#### [Set exercise]
Pull out each line in the records below that contains the word "collapsed", and copy those lines in full.

▶

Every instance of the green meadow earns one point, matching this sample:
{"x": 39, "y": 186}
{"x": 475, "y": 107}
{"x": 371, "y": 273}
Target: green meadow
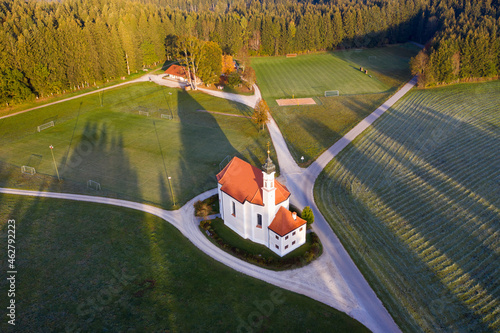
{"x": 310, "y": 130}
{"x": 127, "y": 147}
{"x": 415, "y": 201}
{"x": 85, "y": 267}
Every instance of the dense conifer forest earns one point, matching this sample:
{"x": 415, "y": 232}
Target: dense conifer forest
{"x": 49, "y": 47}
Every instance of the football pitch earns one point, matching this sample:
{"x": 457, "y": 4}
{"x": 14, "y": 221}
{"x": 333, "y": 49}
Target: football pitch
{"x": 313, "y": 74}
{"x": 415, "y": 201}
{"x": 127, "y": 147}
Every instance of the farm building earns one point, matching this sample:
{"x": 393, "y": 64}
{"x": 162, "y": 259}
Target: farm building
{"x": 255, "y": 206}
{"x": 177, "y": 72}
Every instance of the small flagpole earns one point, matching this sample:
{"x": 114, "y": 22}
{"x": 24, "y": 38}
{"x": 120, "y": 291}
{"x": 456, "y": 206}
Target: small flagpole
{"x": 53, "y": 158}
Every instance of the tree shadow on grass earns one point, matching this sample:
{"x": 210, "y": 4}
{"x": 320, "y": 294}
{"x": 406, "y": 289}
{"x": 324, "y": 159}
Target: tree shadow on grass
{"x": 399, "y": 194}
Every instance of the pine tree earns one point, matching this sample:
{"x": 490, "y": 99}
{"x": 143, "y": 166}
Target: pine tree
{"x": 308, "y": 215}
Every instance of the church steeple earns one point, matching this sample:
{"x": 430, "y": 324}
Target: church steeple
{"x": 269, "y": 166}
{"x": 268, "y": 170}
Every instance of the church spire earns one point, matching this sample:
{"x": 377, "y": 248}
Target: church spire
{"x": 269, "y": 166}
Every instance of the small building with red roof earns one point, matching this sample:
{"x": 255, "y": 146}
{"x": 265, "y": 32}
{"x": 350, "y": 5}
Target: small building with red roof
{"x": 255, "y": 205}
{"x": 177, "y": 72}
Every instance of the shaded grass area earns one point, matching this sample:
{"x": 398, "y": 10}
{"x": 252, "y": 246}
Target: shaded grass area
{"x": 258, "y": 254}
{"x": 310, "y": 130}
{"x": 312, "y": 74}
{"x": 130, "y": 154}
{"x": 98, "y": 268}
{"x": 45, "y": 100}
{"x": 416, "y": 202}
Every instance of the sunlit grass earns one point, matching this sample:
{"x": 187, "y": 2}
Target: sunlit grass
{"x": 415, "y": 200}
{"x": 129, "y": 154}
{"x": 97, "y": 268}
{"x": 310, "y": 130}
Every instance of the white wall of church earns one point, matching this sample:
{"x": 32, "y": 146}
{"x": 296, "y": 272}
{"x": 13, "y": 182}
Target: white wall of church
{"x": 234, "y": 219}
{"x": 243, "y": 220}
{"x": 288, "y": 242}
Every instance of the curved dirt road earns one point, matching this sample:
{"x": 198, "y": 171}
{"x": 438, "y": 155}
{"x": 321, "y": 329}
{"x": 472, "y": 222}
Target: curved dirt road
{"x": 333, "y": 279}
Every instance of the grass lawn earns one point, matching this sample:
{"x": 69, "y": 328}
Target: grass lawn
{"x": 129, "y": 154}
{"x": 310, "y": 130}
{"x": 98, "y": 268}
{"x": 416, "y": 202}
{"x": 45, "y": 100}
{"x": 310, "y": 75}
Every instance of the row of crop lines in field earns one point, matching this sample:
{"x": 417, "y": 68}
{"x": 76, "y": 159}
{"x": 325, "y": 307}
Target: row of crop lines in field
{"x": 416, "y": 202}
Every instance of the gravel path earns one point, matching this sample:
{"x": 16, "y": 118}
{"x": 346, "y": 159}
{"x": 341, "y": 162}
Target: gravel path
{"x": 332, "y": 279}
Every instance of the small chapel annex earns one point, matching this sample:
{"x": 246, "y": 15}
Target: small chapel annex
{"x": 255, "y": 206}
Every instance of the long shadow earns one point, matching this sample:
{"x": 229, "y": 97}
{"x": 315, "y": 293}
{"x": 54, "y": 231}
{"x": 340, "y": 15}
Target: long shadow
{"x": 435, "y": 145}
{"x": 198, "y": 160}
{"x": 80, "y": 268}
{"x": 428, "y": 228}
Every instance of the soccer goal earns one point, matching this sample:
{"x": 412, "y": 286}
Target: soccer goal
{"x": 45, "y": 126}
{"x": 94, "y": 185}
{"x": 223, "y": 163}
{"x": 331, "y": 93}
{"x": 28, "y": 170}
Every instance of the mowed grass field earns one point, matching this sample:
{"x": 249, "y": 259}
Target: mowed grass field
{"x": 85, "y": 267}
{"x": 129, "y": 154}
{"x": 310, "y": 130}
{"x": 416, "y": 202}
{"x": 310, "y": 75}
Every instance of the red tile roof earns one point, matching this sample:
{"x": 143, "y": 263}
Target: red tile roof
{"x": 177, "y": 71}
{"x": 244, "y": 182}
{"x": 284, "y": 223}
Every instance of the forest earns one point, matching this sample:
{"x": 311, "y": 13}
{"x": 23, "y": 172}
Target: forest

◀
▶

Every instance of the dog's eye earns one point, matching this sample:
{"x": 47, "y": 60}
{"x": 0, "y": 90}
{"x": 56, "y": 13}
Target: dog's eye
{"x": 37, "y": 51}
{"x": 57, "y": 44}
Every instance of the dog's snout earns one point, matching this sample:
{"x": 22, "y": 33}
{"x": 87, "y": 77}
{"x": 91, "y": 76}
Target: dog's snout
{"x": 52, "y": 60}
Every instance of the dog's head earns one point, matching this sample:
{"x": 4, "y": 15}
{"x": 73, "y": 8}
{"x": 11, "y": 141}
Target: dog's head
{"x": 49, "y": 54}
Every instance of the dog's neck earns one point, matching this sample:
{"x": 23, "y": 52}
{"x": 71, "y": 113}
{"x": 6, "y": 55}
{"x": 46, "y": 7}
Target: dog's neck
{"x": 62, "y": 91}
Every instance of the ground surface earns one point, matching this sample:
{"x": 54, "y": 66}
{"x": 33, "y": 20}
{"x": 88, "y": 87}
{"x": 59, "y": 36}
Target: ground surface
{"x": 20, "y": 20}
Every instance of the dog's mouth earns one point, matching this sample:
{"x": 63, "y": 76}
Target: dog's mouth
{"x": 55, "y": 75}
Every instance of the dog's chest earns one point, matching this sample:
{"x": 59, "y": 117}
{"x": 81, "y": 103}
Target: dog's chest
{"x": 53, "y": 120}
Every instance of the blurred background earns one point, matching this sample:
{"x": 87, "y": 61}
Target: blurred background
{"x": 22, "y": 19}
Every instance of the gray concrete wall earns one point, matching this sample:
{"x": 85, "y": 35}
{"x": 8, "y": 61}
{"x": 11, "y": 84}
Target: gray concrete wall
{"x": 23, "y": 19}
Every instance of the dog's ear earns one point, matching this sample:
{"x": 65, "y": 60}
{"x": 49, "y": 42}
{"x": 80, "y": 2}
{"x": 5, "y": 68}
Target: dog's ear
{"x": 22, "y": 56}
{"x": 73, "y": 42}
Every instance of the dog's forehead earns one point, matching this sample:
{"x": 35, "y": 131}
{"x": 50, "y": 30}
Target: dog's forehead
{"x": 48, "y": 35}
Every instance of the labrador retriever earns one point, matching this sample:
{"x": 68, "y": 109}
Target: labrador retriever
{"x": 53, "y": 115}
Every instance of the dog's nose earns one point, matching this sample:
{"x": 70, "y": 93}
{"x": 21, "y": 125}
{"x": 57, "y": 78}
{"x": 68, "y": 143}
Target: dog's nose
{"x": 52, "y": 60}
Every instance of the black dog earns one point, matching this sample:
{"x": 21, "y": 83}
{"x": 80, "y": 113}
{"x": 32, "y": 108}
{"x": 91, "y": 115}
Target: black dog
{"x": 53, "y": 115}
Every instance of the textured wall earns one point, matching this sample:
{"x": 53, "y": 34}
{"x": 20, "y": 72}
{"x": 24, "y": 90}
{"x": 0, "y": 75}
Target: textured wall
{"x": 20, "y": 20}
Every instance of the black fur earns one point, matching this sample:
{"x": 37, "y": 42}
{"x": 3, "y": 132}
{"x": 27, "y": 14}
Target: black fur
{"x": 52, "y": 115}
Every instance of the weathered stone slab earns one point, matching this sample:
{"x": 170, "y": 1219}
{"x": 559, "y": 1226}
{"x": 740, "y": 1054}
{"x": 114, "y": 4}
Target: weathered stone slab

◀
▶

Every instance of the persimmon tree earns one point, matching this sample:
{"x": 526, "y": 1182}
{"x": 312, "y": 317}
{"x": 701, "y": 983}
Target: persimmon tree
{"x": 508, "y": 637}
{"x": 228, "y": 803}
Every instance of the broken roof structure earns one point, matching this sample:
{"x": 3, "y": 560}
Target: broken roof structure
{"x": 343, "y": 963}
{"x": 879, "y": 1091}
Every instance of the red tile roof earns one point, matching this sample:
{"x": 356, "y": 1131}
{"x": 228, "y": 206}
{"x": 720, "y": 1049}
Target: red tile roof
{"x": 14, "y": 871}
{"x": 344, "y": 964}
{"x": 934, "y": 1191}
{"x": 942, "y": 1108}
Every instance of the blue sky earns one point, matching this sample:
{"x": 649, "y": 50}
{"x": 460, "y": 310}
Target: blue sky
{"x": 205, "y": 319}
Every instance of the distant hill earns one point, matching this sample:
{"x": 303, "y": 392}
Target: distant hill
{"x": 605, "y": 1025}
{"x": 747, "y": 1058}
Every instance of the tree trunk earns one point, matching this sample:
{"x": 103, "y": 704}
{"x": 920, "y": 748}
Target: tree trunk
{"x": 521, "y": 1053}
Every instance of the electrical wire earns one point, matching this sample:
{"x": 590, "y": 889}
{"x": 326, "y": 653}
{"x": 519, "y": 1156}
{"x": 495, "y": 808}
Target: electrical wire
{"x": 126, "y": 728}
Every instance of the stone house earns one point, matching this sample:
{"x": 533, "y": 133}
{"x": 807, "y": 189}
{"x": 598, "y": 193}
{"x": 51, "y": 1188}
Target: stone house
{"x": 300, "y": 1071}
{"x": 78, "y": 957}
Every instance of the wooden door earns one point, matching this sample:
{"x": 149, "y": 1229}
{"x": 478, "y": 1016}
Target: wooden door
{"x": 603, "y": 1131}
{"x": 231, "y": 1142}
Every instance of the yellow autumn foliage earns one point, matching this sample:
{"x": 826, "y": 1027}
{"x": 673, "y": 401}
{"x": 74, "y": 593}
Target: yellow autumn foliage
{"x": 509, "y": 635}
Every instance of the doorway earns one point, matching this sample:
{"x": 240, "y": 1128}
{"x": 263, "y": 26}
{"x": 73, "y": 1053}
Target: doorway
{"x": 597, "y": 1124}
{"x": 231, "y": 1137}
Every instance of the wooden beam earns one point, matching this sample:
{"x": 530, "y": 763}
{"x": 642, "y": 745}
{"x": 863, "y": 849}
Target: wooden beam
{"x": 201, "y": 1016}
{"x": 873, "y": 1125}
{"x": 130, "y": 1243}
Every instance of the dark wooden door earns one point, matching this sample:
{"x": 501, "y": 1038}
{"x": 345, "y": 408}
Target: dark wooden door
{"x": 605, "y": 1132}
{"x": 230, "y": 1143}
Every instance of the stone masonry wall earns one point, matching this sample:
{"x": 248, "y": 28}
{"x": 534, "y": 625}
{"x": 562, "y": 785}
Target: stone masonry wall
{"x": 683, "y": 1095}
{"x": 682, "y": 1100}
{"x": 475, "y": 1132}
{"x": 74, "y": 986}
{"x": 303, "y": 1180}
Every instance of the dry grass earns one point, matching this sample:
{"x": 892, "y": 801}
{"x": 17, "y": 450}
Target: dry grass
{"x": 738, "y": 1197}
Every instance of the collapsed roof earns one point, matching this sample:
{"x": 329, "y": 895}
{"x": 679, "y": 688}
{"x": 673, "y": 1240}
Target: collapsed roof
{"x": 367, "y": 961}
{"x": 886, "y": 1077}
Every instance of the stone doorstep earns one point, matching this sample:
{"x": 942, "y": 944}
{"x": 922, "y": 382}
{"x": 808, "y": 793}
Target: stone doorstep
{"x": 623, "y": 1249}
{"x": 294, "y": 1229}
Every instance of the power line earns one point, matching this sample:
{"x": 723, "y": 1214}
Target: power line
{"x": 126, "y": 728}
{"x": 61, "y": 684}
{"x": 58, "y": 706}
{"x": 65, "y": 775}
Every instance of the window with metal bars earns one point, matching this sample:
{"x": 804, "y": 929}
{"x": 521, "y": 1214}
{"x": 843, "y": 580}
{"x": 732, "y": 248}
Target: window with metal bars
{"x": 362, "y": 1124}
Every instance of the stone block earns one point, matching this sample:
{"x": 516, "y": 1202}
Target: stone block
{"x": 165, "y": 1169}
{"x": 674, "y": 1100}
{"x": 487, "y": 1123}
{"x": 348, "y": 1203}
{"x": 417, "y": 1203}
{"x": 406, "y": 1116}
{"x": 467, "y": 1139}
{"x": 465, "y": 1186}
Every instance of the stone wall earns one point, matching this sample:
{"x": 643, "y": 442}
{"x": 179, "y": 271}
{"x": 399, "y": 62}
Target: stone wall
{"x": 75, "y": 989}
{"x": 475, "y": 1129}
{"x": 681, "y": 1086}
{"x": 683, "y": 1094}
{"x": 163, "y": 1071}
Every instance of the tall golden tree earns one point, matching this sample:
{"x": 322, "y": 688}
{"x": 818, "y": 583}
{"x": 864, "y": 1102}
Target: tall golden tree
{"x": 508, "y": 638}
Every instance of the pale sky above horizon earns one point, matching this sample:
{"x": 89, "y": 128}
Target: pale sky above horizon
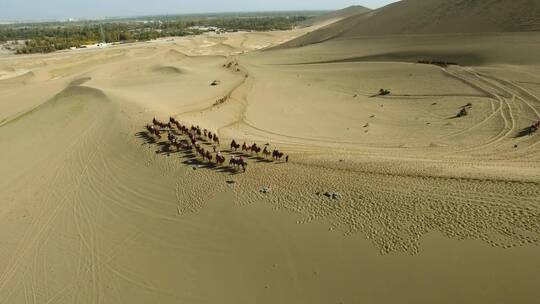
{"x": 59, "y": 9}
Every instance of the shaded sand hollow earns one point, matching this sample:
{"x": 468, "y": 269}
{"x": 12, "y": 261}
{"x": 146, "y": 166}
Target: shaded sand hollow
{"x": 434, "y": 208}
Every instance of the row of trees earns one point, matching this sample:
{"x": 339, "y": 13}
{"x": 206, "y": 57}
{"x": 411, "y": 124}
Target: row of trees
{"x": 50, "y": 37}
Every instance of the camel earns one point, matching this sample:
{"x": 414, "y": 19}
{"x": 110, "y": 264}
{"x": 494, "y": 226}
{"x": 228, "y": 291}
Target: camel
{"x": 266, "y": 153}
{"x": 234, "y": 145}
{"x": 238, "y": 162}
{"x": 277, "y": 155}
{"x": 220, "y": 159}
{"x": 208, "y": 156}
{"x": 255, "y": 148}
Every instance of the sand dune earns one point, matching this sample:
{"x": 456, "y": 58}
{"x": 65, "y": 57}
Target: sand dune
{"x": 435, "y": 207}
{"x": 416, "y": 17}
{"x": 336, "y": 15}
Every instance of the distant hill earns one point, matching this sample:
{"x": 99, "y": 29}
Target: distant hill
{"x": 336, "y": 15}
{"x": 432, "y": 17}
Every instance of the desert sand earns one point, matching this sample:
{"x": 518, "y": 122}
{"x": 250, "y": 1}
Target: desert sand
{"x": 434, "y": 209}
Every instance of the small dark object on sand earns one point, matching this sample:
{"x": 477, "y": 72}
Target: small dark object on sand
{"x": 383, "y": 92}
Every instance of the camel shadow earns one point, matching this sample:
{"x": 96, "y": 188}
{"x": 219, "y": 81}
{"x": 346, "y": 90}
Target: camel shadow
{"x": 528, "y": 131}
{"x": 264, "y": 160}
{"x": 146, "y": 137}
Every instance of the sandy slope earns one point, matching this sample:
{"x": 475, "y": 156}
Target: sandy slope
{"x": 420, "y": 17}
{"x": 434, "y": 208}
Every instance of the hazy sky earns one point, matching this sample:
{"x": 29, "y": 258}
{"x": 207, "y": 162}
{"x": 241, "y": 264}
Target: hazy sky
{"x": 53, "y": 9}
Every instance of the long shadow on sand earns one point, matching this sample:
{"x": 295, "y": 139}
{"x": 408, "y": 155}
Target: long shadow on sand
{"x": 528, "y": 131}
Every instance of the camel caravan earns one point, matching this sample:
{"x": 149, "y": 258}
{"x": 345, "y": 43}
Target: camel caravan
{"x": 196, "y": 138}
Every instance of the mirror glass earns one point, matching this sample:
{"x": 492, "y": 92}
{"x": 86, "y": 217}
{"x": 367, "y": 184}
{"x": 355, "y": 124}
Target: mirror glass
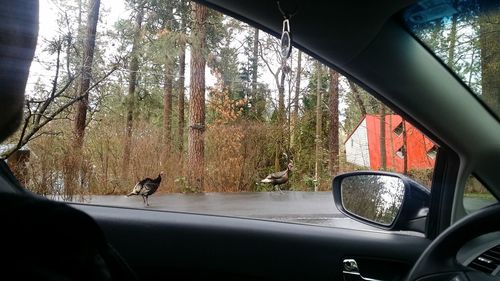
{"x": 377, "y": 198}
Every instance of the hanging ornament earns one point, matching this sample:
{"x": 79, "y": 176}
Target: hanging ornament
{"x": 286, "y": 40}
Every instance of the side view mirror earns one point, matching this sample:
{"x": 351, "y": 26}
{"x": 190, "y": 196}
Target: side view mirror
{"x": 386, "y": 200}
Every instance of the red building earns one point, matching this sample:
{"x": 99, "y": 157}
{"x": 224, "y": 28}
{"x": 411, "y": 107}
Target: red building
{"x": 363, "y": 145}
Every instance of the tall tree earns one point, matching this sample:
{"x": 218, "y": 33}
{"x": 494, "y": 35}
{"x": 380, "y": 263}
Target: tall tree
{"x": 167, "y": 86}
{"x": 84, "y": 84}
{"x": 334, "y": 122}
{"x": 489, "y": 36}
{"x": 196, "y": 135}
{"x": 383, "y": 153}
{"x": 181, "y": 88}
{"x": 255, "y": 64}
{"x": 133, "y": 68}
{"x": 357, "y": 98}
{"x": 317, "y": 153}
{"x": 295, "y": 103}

◀

#### [Answer to this task]
Every instance of the collapsed roof earns one point, matching this sample:
Target: collapsed roof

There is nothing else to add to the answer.